Work instructions
Your answer is a copy of every line in the records where "blurred" appears.

Study material

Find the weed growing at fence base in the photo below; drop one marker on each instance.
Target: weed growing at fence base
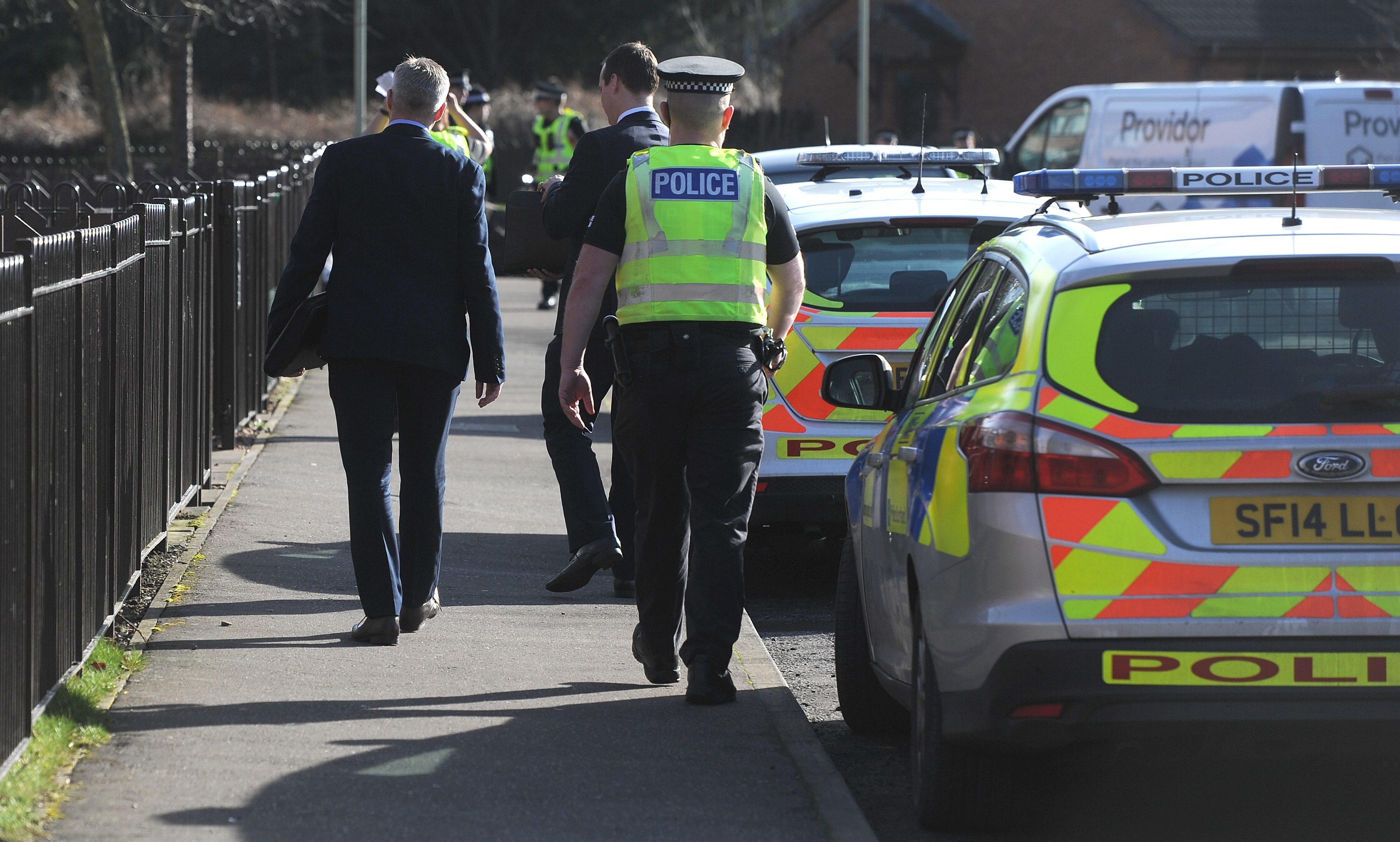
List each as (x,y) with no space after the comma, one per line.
(75,722)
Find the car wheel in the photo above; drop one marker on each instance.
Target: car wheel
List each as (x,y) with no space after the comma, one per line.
(952,782)
(866,705)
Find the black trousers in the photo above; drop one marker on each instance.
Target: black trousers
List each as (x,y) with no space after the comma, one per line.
(689,426)
(590,512)
(370,395)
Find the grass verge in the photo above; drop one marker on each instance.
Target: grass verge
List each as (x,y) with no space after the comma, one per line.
(73,723)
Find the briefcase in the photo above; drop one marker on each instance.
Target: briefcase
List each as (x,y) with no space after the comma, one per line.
(296,348)
(527,244)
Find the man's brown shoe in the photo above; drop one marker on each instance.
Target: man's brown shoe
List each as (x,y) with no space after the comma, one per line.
(381,631)
(414,618)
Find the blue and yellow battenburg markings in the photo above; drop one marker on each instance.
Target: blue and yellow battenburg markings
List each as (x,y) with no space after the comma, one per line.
(1209,180)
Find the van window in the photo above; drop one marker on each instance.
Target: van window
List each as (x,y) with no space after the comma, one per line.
(1056,139)
(1287,351)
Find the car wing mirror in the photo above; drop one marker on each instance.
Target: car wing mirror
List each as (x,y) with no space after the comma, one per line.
(860,382)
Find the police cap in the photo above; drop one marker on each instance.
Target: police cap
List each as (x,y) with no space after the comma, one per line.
(702,75)
(548,90)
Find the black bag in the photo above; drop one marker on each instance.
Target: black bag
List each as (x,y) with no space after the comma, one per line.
(296,348)
(527,244)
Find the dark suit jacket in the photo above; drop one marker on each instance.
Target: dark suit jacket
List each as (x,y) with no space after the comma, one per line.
(600,156)
(405,219)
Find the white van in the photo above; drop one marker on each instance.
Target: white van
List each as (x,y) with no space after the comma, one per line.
(1214,124)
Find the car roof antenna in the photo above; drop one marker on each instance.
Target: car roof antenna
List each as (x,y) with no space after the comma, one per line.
(1293,220)
(923,118)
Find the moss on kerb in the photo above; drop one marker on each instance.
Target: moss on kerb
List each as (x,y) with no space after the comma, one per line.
(75,722)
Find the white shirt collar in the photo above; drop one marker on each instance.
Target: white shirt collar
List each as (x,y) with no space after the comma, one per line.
(632,111)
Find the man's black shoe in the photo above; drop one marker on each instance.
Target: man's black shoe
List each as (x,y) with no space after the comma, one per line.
(660,670)
(414,617)
(591,558)
(381,631)
(707,686)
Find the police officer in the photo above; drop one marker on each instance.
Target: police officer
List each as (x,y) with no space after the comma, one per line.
(478,107)
(558,130)
(693,232)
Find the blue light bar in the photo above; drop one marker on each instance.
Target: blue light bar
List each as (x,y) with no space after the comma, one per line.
(901,159)
(1209,181)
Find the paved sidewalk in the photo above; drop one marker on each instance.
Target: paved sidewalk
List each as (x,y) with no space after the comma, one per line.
(516,715)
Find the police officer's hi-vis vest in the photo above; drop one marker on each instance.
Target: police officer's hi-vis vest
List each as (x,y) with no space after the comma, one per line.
(696,237)
(553,147)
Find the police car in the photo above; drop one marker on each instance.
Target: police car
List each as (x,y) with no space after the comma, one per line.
(1144,472)
(878,260)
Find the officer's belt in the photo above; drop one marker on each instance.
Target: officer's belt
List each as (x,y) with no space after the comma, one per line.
(647,337)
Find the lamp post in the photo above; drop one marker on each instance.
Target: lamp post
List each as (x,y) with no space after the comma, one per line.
(362,68)
(863,73)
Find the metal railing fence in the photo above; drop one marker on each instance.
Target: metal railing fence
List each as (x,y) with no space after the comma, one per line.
(131,347)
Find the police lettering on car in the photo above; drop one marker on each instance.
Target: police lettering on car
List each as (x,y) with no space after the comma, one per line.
(1174,491)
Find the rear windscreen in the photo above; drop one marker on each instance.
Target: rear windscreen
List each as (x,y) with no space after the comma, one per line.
(882,268)
(1237,351)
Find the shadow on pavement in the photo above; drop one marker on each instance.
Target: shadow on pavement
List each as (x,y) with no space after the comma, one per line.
(160,718)
(510,426)
(478,569)
(608,770)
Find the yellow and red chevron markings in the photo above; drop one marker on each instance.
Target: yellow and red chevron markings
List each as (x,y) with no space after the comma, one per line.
(1214,464)
(1059,405)
(1095,585)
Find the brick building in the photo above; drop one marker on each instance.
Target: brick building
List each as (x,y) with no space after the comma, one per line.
(987,64)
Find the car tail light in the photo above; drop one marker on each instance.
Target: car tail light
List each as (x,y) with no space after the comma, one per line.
(1042,711)
(999,450)
(1011,452)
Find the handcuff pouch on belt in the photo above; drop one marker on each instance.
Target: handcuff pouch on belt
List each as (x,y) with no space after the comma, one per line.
(622,366)
(772,351)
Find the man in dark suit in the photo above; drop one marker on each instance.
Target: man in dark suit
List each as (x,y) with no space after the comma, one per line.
(600,525)
(411,293)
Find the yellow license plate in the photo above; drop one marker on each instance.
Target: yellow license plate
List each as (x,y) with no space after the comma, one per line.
(1305,520)
(1255,669)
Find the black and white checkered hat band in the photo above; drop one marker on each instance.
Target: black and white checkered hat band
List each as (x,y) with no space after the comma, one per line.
(700,87)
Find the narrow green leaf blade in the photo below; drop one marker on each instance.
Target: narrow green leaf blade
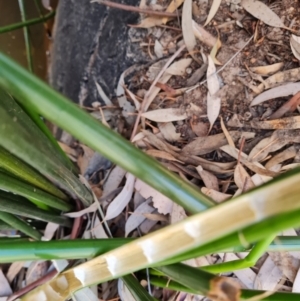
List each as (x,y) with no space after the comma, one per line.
(20,225)
(29,90)
(16,207)
(9,183)
(137,291)
(23,171)
(22,138)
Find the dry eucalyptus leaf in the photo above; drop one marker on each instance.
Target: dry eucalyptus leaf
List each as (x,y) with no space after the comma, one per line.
(292,75)
(213,10)
(213,108)
(213,83)
(287,262)
(164,79)
(162,203)
(133,97)
(160,144)
(290,106)
(92,208)
(97,230)
(262,12)
(255,166)
(281,91)
(161,155)
(158,49)
(205,145)
(13,270)
(148,22)
(242,179)
(209,179)
(124,292)
(171,8)
(246,276)
(127,107)
(114,180)
(121,201)
(268,276)
(46,4)
(203,35)
(288,153)
(36,270)
(179,67)
(138,216)
(266,146)
(217,196)
(227,134)
(168,130)
(215,50)
(187,26)
(213,101)
(165,115)
(295,46)
(178,214)
(267,70)
(287,123)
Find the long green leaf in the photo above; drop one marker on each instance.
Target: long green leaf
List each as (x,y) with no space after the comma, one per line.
(9,183)
(88,248)
(136,289)
(21,137)
(252,208)
(23,171)
(194,281)
(26,36)
(15,207)
(57,249)
(15,26)
(18,224)
(29,90)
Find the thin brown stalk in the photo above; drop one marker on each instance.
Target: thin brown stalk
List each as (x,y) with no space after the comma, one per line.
(135,9)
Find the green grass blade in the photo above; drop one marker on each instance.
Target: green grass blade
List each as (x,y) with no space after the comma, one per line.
(89,248)
(195,279)
(9,183)
(15,26)
(29,90)
(138,292)
(23,171)
(20,225)
(57,249)
(249,261)
(42,126)
(26,36)
(22,138)
(246,294)
(251,234)
(22,209)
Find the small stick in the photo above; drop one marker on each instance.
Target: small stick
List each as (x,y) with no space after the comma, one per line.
(135,9)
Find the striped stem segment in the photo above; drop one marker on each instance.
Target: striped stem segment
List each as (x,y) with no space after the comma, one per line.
(276,197)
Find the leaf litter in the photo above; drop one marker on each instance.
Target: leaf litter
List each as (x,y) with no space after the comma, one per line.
(236,129)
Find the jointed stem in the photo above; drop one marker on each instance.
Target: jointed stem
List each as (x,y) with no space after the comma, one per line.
(250,260)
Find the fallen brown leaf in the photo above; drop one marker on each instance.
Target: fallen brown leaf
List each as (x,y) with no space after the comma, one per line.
(288,123)
(289,106)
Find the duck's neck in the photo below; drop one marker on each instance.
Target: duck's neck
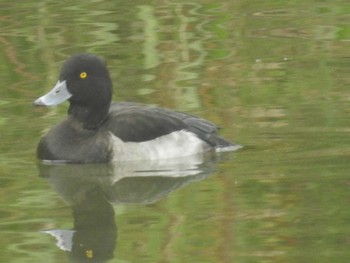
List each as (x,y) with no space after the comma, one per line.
(91,118)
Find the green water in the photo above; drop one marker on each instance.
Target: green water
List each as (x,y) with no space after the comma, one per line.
(273,74)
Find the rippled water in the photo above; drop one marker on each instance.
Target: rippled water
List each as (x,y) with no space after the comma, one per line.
(274,75)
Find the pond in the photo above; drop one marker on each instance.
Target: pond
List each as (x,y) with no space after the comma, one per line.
(274,75)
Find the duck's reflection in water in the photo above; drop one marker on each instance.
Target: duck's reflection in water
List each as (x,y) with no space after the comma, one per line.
(92,189)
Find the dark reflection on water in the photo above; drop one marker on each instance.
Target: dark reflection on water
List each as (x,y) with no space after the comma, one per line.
(91,190)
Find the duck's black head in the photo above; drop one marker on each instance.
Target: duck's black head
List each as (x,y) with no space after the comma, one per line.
(85,82)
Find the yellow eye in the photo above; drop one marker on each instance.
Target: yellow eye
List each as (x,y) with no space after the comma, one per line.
(83,75)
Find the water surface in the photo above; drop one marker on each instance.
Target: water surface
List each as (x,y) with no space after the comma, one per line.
(274,75)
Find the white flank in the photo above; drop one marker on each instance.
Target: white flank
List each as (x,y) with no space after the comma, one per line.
(174,145)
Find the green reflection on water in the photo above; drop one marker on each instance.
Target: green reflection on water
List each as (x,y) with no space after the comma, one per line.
(273,74)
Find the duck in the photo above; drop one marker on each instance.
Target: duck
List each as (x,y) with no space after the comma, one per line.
(98,130)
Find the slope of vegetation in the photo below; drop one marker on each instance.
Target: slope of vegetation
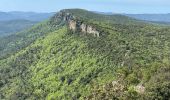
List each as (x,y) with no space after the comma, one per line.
(129,61)
(13,26)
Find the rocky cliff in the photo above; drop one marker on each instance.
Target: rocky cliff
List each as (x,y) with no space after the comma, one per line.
(74,24)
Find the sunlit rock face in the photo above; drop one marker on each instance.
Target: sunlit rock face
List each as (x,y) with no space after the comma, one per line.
(75,24)
(72,25)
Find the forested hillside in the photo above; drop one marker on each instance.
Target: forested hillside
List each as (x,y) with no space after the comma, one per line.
(9,27)
(78,54)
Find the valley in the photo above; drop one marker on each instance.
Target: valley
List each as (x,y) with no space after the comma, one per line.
(82,55)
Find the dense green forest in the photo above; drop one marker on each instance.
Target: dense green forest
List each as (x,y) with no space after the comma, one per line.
(130,60)
(9,27)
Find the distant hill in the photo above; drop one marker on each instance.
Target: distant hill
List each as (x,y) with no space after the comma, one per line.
(10,27)
(151,17)
(31,16)
(12,22)
(82,55)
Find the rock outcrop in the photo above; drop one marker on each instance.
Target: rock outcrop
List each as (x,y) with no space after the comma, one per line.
(76,25)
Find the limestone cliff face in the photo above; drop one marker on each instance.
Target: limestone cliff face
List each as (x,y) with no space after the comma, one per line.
(75,24)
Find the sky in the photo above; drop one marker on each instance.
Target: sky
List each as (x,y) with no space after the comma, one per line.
(114,6)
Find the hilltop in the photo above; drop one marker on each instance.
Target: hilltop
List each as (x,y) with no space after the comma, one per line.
(78,54)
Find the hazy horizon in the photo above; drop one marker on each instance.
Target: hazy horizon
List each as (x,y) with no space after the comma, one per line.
(116,6)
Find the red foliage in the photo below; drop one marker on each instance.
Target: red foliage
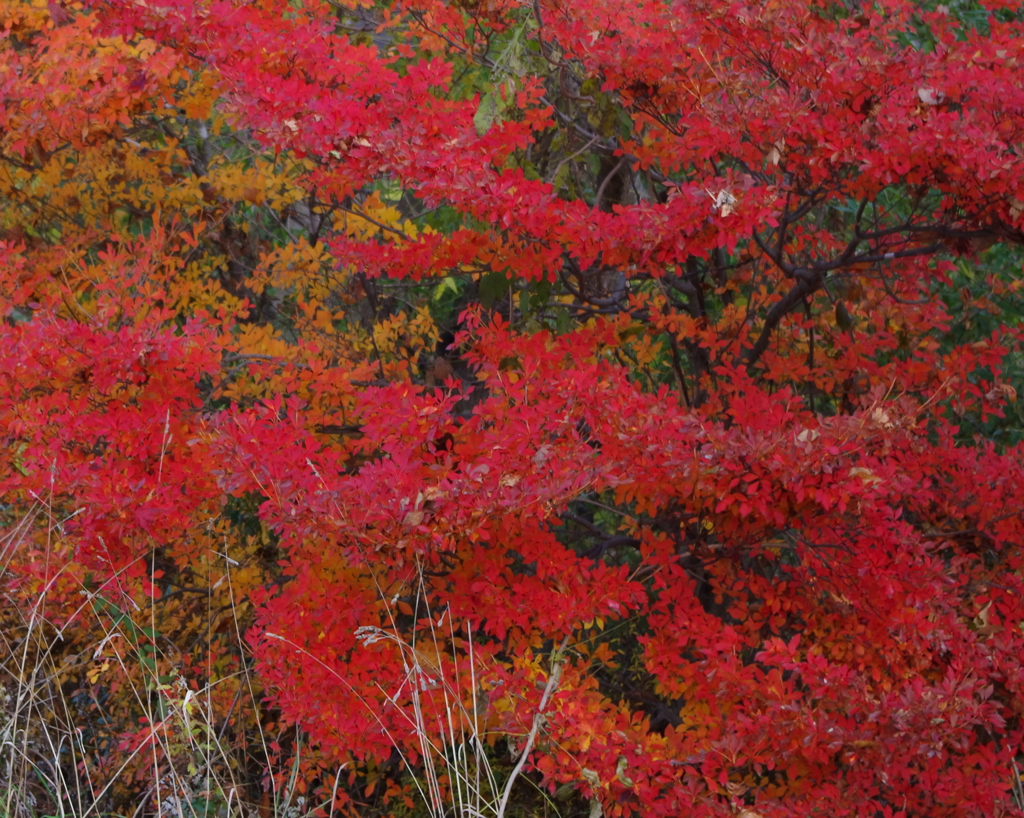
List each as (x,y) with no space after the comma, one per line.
(803,591)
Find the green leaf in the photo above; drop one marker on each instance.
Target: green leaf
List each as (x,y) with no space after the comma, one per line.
(493,287)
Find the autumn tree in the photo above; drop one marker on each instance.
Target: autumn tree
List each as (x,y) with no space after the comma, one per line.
(611,396)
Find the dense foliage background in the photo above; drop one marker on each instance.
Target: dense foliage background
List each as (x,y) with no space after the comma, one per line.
(488,407)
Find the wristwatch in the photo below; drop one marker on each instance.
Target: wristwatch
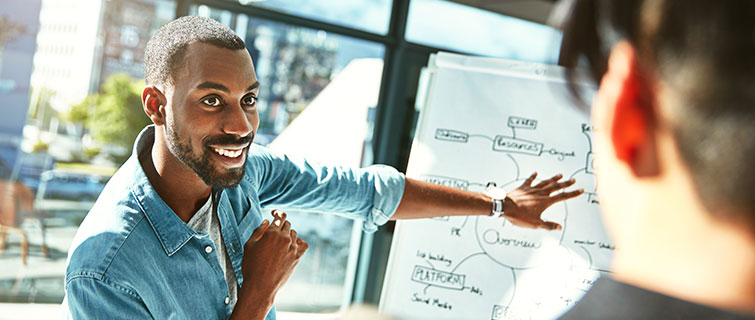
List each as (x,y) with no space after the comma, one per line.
(498,195)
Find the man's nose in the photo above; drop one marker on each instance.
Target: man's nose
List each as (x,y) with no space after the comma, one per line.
(236,122)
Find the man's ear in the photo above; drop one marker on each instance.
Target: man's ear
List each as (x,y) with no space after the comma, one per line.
(153,102)
(631,122)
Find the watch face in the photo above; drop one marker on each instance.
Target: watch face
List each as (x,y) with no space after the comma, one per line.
(495,192)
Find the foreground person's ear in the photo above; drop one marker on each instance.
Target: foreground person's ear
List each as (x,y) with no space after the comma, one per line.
(153,102)
(631,118)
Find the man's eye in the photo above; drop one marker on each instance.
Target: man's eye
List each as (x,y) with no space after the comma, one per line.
(249,100)
(212,101)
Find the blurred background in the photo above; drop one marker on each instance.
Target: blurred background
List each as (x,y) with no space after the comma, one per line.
(339,81)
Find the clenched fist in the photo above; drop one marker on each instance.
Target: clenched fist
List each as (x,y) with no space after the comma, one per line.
(270,256)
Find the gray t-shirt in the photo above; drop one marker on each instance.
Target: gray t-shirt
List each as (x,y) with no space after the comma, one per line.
(206,220)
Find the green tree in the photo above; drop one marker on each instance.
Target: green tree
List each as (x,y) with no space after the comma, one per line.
(114,116)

Output below
Find the blurred background in the photo above; drop one marker on each instance.
Target: blurred background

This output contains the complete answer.